→ **What to produce**
Print the lines exactly as they appear, from the line containing "Give the segmentation of every instance of the cyclist's" through the last of the lines.

--- start of Extracted data ---

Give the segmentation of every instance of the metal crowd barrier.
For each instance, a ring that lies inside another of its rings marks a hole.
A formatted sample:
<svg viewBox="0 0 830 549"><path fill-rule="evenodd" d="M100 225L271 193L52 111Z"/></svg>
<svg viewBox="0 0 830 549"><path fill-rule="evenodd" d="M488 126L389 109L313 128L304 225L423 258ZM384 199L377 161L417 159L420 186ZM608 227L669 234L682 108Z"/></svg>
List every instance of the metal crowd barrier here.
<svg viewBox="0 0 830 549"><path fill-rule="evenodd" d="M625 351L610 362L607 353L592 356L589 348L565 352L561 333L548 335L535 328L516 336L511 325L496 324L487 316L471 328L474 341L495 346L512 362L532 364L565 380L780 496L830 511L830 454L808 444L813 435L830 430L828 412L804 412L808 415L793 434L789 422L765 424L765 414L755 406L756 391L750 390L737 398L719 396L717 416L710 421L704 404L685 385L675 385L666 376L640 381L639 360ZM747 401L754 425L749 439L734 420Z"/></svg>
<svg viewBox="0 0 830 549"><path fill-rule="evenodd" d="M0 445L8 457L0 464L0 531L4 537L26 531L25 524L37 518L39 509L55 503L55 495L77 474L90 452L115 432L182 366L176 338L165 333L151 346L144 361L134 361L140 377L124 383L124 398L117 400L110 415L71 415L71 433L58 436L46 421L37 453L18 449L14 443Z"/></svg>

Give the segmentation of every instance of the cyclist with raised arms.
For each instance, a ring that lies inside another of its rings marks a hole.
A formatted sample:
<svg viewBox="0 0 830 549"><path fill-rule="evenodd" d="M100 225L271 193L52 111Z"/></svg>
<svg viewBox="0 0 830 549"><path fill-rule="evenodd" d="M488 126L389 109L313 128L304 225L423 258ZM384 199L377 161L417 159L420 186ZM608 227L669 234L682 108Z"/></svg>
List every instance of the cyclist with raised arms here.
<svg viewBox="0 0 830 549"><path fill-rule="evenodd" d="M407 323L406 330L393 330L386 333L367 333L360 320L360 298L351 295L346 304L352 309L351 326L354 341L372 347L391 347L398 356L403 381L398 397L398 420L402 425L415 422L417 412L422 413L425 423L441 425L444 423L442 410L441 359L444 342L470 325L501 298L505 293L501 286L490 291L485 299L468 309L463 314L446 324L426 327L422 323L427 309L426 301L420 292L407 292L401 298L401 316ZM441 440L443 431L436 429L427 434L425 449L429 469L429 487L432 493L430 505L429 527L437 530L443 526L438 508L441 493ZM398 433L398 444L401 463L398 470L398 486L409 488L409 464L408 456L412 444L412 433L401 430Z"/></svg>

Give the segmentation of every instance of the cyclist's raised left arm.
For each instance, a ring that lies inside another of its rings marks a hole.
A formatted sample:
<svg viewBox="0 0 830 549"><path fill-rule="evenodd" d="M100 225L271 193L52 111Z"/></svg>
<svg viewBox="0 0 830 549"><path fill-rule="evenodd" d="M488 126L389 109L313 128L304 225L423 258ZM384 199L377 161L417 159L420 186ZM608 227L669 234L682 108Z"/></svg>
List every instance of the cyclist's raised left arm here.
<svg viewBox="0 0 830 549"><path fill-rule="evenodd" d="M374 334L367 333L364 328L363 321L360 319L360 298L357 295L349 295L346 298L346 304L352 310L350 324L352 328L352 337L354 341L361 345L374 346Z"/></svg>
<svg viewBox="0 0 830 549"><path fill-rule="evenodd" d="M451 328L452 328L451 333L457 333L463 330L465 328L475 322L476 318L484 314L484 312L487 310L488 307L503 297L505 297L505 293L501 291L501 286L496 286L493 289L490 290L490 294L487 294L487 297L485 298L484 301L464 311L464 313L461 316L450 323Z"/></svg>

--- end of Extracted data ---

→ **Solution to this problem**
Give the segmentation of every instance of the cyclist's raised left arm.
For each instance, a ring that lies inside another of its rings marks a hole.
A formatted sample:
<svg viewBox="0 0 830 549"><path fill-rule="evenodd" d="M100 225L271 193L52 111Z"/></svg>
<svg viewBox="0 0 830 549"><path fill-rule="evenodd" d="M488 126L389 109L313 128L304 225L423 258ZM384 199L377 161L417 159L420 186ZM608 227L669 234L682 108Z"/></svg>
List every instance of the cyclist's raised left arm here.
<svg viewBox="0 0 830 549"><path fill-rule="evenodd" d="M374 334L367 333L364 328L363 321L360 319L360 298L357 295L349 295L346 298L346 304L352 310L350 324L352 328L352 337L354 341L361 345L374 346Z"/></svg>
<svg viewBox="0 0 830 549"><path fill-rule="evenodd" d="M451 328L452 328L451 333L457 333L463 330L465 328L475 322L476 318L484 314L484 312L487 310L488 307L503 297L505 297L505 293L501 291L501 286L496 286L493 289L490 290L490 294L487 294L487 297L485 298L484 301L464 311L464 313L461 316L450 323Z"/></svg>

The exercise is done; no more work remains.